#### Work required
Substitute "place a rectangle" for every occurrence of "draw a box" throughout the lines below, and reproduce all of them with nothing else altered.

[start Supplied entries]

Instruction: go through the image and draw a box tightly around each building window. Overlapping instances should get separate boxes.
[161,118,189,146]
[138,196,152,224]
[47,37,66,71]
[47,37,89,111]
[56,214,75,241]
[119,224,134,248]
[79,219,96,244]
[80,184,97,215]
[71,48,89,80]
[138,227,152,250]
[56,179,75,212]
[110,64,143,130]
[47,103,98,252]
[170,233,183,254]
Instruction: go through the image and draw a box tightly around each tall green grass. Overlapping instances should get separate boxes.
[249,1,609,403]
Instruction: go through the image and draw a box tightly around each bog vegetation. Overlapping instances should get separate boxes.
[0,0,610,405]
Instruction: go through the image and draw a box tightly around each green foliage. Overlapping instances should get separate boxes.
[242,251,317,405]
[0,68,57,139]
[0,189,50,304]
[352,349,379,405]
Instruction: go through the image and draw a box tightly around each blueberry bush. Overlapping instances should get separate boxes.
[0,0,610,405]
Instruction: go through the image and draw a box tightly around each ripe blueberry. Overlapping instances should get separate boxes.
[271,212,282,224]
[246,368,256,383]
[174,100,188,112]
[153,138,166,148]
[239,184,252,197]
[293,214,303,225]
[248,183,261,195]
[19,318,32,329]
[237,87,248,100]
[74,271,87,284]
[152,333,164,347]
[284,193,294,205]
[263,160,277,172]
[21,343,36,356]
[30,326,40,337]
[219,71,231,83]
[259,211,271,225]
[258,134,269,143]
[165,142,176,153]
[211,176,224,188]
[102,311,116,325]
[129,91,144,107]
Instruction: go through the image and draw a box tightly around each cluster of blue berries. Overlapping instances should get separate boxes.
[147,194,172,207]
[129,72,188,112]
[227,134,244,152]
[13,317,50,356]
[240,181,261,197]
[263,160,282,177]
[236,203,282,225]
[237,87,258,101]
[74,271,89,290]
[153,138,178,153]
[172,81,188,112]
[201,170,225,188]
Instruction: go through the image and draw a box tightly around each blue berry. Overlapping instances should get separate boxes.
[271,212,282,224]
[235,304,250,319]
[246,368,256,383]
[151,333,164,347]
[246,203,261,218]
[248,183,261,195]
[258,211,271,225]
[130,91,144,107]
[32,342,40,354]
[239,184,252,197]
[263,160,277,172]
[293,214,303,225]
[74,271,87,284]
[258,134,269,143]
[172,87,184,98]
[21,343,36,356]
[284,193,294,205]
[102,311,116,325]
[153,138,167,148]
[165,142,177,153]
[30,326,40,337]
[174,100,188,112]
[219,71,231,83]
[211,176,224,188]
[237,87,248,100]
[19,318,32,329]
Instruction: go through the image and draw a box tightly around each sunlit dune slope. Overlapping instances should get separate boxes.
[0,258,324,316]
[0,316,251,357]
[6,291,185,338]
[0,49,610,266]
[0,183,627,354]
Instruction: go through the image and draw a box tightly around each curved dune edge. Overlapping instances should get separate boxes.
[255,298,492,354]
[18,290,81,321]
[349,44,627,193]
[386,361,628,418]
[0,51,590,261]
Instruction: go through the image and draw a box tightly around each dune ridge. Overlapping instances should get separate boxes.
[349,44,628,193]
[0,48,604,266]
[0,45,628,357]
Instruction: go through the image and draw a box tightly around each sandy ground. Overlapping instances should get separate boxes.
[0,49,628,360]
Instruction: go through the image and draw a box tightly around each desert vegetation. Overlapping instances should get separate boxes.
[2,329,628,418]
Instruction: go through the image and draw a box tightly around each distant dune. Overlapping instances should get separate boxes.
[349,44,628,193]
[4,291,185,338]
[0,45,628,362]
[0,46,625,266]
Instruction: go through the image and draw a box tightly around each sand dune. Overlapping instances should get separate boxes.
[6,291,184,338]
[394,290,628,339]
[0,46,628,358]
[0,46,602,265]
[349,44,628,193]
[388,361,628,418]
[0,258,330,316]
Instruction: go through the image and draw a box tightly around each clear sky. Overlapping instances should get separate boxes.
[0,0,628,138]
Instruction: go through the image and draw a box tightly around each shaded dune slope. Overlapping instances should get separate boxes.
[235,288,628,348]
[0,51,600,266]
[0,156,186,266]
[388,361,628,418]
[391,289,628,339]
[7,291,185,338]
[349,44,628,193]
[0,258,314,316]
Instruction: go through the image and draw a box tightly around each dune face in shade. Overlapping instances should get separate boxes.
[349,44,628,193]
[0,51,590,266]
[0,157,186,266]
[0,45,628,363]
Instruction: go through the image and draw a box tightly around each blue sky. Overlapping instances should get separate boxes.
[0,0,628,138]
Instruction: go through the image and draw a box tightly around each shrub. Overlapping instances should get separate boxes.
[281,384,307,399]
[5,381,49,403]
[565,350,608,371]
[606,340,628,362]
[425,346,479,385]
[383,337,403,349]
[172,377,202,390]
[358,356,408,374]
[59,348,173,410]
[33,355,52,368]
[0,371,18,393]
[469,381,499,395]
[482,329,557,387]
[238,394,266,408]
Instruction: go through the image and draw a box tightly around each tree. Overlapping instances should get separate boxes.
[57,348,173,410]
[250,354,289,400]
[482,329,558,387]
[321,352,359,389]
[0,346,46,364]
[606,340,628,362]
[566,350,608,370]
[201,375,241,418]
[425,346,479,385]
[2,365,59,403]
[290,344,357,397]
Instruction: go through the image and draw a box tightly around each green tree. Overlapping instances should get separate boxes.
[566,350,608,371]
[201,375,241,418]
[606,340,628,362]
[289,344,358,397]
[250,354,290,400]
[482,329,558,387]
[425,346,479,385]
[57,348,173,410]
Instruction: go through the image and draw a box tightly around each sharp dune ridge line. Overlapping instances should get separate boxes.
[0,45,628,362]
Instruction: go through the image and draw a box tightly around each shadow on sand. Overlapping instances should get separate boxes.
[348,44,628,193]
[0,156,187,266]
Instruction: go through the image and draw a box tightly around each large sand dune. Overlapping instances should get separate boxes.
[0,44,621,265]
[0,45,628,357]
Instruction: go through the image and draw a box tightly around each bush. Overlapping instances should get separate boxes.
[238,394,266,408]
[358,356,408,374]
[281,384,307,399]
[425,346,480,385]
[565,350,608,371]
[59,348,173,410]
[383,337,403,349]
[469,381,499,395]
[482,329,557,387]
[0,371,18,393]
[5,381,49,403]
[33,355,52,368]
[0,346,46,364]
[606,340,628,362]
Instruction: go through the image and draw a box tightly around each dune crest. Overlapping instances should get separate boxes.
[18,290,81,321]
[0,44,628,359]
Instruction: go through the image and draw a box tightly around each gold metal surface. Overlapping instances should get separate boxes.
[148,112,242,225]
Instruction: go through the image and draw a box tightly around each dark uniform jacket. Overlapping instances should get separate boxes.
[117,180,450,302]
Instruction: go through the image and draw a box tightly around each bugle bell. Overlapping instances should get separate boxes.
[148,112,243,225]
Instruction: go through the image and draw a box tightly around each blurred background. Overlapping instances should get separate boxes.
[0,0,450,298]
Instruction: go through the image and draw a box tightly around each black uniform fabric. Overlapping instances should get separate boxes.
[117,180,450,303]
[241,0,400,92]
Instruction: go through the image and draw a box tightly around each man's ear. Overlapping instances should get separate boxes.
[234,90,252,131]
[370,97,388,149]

[end Supplied entries]

#### Result of this task
Instruction: go through the image and place a rectangle tightly around each building window. Overlapping instances should get separate boxes.
[161,118,189,146]
[138,196,152,224]
[47,37,66,71]
[47,37,89,111]
[56,214,75,241]
[119,224,134,248]
[79,219,96,244]
[80,184,97,215]
[71,48,89,80]
[138,227,152,250]
[56,179,75,212]
[110,64,143,130]
[47,103,98,252]
[170,233,183,254]
Instruction: go through the image and place a rectangle tightly around each tall green grass. Overlapping instances should get separate boxes.
[249,1,609,403]
Instruction: go through the image and place a rectangle tightly around each bog vegetation. Overlapping instances should get separate boxes.
[0,0,610,405]
Instruction: go through the image and place a rectangle tightly around each green foliage. Overlapping instances should get separate boxes.
[242,251,317,405]
[0,68,57,139]
[0,189,50,304]
[352,349,379,405]
Instruction: go through the image and place a rectangle tightly around each blueberry bush. Overlapping instances should get separate boxes.
[0,0,610,405]
Instruction: go through the image and place a rectangle tightly around each ripe blueberry. Overlapping instances should get separate boxes.
[271,212,282,224]
[246,368,256,383]
[174,100,188,112]
[153,138,166,148]
[239,184,252,197]
[293,214,303,225]
[248,183,261,195]
[19,318,32,329]
[237,87,248,100]
[74,271,87,284]
[152,333,164,347]
[284,193,294,205]
[263,160,277,172]
[21,343,36,356]
[30,326,40,337]
[219,71,231,83]
[259,211,271,225]
[258,134,269,143]
[165,142,176,153]
[211,176,224,188]
[102,311,116,325]
[129,91,144,107]
Instruction: go through the image and place a rectangle tightly around each cluster of blue berries. Overlapping instances should get separate boxes.
[147,194,172,207]
[129,72,188,112]
[227,134,244,152]
[13,317,50,356]
[240,181,261,197]
[263,160,282,177]
[236,203,282,225]
[237,87,258,101]
[74,271,89,290]
[153,138,178,153]
[172,81,188,112]
[201,170,225,188]
Instruction: go through the image and place a rectangle tightly around each blue berry. Overlapping instances should get separate boxes.
[271,212,282,224]
[235,304,250,319]
[246,368,256,383]
[151,333,164,347]
[246,203,261,218]
[248,183,261,195]
[258,211,271,225]
[130,91,144,107]
[32,342,40,354]
[239,184,252,197]
[263,160,277,172]
[293,214,303,225]
[74,271,87,284]
[258,134,269,143]
[172,87,184,98]
[21,343,36,356]
[284,193,294,205]
[102,311,116,325]
[153,138,167,148]
[165,142,177,153]
[30,326,40,337]
[174,100,188,112]
[219,71,231,83]
[211,176,224,188]
[237,87,248,100]
[19,318,32,329]
Instruction: go through the image and place a rectangle tightly around each sunlit dune slope. Overlapping instances should get separate boxes.
[0,258,324,316]
[0,316,251,357]
[6,291,185,338]
[0,49,610,266]
[0,183,627,354]
Instruction: go through the image and place a rectangle tightly around each curved dune edge. Overlapping instances should get separate boxes.
[255,298,492,354]
[18,290,81,321]
[349,44,627,193]
[386,361,628,418]
[0,51,590,261]
Instruction: go through the image and place a rectangle tightly around each dune ridge. Overlapping instances should get separate boxes.
[349,44,628,193]
[0,48,604,266]
[0,45,628,357]
Instruction: go through the image and place a rectangle tightly around each sandy ground. Overlapping instances should get separate boxes.
[0,49,628,360]
Instruction: go through the image and place a rectangle tightly around each desert vegetation. Overlapping instances should get separate boxes.
[2,329,628,418]
Instruction: go through the image and place a rectangle tightly around each distant dune. Overlapping instances should get separate boxes.
[349,44,628,193]
[4,291,185,338]
[0,45,628,362]
[0,46,625,266]
Instruction: go through the image and place a rectangle tightly around each sand dune. Overlapping instances should get separate boxes.
[6,291,184,338]
[394,290,628,339]
[0,46,628,358]
[0,46,602,265]
[349,44,628,193]
[388,361,628,418]
[0,258,330,316]
Instruction: go through the image and place a rectangle tightly around each clear sky. Overlapping instances should get separate boxes.
[0,0,628,138]
Instruction: go through the image and place a rectangle tightly around each shaded dune slope. Overlapping instances should get separate boxes.
[235,288,628,348]
[0,51,600,266]
[0,156,186,266]
[388,361,628,418]
[391,289,628,339]
[7,291,185,338]
[349,44,628,193]
[0,258,314,316]
Instruction: go through the image and place a rectangle tightly around each dune face in shade. Overlapping instances should get separate boxes.
[349,44,628,193]
[0,51,590,266]
[0,157,186,266]
[0,45,628,363]
Instruction: go through the image and place a rectangle tightly around each blue sky. Overlapping instances should get separate boxes.
[0,0,628,138]
Instruction: go through the image and place a rectangle tightly around each shrub. Overlapping instances should get separate boxes.
[281,384,307,399]
[5,381,49,403]
[565,350,608,371]
[606,340,628,362]
[425,346,479,385]
[383,337,403,349]
[172,377,202,390]
[358,356,408,374]
[59,348,173,410]
[33,355,52,368]
[0,371,18,393]
[469,381,499,395]
[482,329,557,387]
[238,394,266,408]
Instruction: go through the image and place a rectangle tightly around each tree. Overlapping instances should get separate boxes.
[57,348,173,410]
[250,354,289,400]
[482,329,558,387]
[321,352,359,389]
[0,346,46,364]
[606,340,628,362]
[566,350,608,370]
[201,375,241,418]
[425,346,479,385]
[2,365,59,403]
[290,344,357,397]
Instruction: go through the image and place a rectangle tightly around each green tree. Overlapping instances should get separate boxes.
[566,350,608,371]
[201,375,241,418]
[606,340,628,362]
[289,344,358,397]
[250,354,290,400]
[482,329,558,387]
[425,346,479,385]
[57,348,173,410]
Instruction: go through the image and place a rectangle tightly around each sharp dune ridge line. Overlapping instances should get separate boxes.
[0,45,628,362]
Instruction: go through the image and place a rectangle tightly around each shadow on sand. Overlapping instances should get separate boxes.
[348,44,628,193]
[0,156,187,266]
Instruction: go through the image and place a rectangle tightly around each large sand dune. Overlapping instances should get separate boxes.
[0,44,621,265]
[0,45,628,357]
Instruction: go through the image and place a rectangle tightly around each bush. Overlapping instances should get separate boxes.
[238,394,266,408]
[358,356,408,374]
[281,384,307,399]
[425,346,480,385]
[565,350,608,371]
[59,348,173,410]
[383,337,403,349]
[469,381,499,395]
[482,329,557,387]
[0,371,18,393]
[5,381,49,403]
[33,355,52,368]
[0,346,46,364]
[606,340,628,362]
Instruction: go through the image and place a rectangle tightly around each dune crest. Overlapping instances should get separate boxes.
[18,290,81,321]
[0,44,628,359]
Instruction: go through the image and place a rectangle tightly around each gold metal surface. Overlapping instances should get separate boxes.
[148,112,242,225]
Instruction: go through the image and place a rectangle tightly around each dark uniform jacket. Overlapping instances should get separate boxes.
[117,180,450,302]
Instruction: go through the image and place a rectangle tightly around each bugle bell. Overlapping instances should get separate boxes.
[148,112,243,225]
Instruction: go through the image and place a rectangle tightly around each blurred background. Overlapping instances should get separate boxes.
[0,0,450,298]
Instruction: go through the image and place a rectangle tightly around each black uniform fabric. Overlapping instances should get separate boxes.
[117,180,450,303]
[241,0,400,92]
Instruction: go through the image and place a rectangle tightly around each man's ear. Overlapping instances should get separate boxes.
[234,90,252,131]
[370,97,388,149]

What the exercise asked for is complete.